┌─ Textausschnitt
AW: junge Frauen und der Tod der Mutter
Hallo,
ich hab mich total gefreut, dass ich nach einer Stunde schon eine so liebe Antwort auf meinen Beitrag hatte - vielen lieben Dank, vanitas !! Es tut wirklich gut zu wissen, dass man nicht allein ist. Bisher hab ich immer nur auf Foren mitgelesen, aber nicht selber geschrieben (noch ne Gemeinsamkeit, hase :-))
Im Grunde fühle ich mich relativ gefasst, relativ wohlgemerkt.. Das mag damit zusammenhängen, dass ich schon seit der Metastasen-Diagnose regelmäßig abends heulend in den Armen meines Freundes lag und mich schon seit Dezember versuche, mit dem Gedanken anzufreunden, dass meine Mama nie Oma sein wird. Das finde ich mit am schlimmsten, dass sie nicht da sein wird, um das mitzuerleben und ich sie nicht um Rat fragen und die Freude und die Sorgen mit ihr teilen kann.
└─
[Aufgabe A] Seit wann versucht die schreibende Person laut dem Forumsbeitrag, sich mit dem Gedanken anzufreunden, dass ihre Mama nie Oma sein wird?
[Aufgabe B]
Prüfe für jede Aussage, ob sie zum Forumsbeitrag passt. Antworte jeweils mit Ja oder Nein und zitiere die entscheidenden Worte aus dem Beitrag.
(i) Die erste Antwort auf den Beitrag kam nach einer Stunde.
(ii) Die schreibende Person hat in Foren bisher oft selbst geschrieben.
(iii) Die schreibende Person fühlt sich im Grunde völlig aufgelöst.
[Aufgabe C] Führe den Forumsbeitrag über den Tod der Mutter nach seinem letzten Satz im gleichen Ton weiter.
┌─ Datenauszüge
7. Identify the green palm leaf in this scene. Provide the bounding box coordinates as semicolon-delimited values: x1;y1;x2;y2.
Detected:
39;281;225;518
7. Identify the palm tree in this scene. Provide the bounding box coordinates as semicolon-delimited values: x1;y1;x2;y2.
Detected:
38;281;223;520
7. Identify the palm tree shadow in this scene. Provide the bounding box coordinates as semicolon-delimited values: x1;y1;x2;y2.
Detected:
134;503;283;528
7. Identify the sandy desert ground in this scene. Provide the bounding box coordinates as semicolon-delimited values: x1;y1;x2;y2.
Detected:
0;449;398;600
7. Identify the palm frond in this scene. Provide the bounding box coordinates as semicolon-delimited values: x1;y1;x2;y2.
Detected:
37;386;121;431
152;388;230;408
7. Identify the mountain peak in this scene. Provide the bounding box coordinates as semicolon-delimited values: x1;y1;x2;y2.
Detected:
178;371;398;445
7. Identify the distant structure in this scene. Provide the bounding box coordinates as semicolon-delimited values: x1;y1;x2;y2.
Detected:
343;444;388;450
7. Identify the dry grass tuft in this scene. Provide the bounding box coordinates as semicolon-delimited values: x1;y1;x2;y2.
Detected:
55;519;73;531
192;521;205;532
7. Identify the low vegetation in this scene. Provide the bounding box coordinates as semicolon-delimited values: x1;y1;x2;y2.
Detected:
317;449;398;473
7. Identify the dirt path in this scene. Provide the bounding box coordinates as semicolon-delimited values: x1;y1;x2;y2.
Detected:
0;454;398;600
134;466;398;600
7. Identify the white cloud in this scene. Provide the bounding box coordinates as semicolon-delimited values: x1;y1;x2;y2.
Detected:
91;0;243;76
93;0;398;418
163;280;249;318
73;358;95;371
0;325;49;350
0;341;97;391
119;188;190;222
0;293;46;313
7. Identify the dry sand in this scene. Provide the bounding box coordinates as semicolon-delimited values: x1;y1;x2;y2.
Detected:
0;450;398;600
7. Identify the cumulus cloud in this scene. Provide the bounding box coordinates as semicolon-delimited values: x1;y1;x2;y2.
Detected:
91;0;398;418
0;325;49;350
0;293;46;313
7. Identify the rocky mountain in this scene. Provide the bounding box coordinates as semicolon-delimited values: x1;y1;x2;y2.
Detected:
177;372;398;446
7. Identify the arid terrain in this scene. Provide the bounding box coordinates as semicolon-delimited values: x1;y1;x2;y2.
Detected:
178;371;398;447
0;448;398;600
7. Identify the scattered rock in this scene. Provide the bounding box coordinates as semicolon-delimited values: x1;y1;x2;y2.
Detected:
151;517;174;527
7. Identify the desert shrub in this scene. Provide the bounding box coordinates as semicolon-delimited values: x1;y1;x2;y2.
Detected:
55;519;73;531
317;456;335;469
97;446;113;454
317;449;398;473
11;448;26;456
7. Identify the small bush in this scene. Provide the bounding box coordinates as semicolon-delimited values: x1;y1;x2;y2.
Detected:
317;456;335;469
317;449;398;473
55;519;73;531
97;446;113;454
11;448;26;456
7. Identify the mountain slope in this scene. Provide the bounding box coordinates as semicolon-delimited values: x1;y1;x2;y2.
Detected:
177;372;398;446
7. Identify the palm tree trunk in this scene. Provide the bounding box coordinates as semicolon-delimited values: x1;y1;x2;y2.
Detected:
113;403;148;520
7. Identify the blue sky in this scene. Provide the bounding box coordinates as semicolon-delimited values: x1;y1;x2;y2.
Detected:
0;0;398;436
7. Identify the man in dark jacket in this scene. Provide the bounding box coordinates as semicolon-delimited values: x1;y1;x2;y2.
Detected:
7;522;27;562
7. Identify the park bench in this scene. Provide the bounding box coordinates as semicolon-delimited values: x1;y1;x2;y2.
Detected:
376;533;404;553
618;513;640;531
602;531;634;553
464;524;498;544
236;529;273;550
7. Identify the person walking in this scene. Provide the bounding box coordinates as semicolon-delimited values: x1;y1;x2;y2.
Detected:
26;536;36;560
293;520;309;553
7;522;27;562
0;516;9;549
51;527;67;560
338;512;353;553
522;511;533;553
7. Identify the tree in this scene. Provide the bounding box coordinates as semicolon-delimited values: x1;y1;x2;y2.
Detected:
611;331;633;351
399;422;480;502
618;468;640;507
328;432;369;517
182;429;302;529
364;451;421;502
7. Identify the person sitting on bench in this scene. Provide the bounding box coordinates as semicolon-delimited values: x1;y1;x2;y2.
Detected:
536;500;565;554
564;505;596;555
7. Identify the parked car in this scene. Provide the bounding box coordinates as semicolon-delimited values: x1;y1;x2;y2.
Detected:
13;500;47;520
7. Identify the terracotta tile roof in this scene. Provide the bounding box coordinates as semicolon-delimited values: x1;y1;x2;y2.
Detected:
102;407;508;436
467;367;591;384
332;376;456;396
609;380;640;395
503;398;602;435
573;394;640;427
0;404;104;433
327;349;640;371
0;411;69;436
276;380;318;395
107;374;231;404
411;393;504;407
└─
[Antwort A] Seit Dezember.

[Antwort B]
(i) Ja: „nach einer Stunde schon eine so liebe Antwort auf meinen Beitrag hatte“
(ii) Nein: „Bisher hab ich immer nur auf Foren mitgelesen, aber nicht selber geschrieben“
(iii) Nein: „Im Grunde fühle ich mich relativ gefasst“

[Antwort C]
Heute Morgen bin ich trotz miserablem Wetter im Schlosspark alleine zwei Stunden spazieren gegangen. Es lag ein bisschen Schnee, der in der Nacht gefallen war, es hat ein bisschen geregnet und der Park war menschenleer. Das war genau das, was ich gebraucht hab. Ich hab viele Fotos gemacht, bin zwischen den Enten und den Statuen rumgestapft und konnte meinen Gedanken freien Lauf lassen.
Und heute Abend haben wir Omas Geburtstag ein bisschen nachgefeiert. Haben zusammen gegessen und erzählt und alte Bilder angeschaut. Zwischendurch hab ich immer wieder gedacht: Es ist irgendwie so, als wäre Mama nur gerade im Bad oder in der Küche und würde gleich wieder an den Tisch kommen. Ich glaube, dem Rest der Familie ging es genauso.. Wir haben sogar Witze gemacht über ihre Frisur und ihre Brillen in den 70ern und 80ern. Nur als Oma das Geschenk ausgepackt hat, das Mama noch für sie ausgesucht hat und ihre Glückwunschkarte gelesen hat, ist sie in Tränen ausgebrochen und wir haben alle schwer geschluckt. Klar..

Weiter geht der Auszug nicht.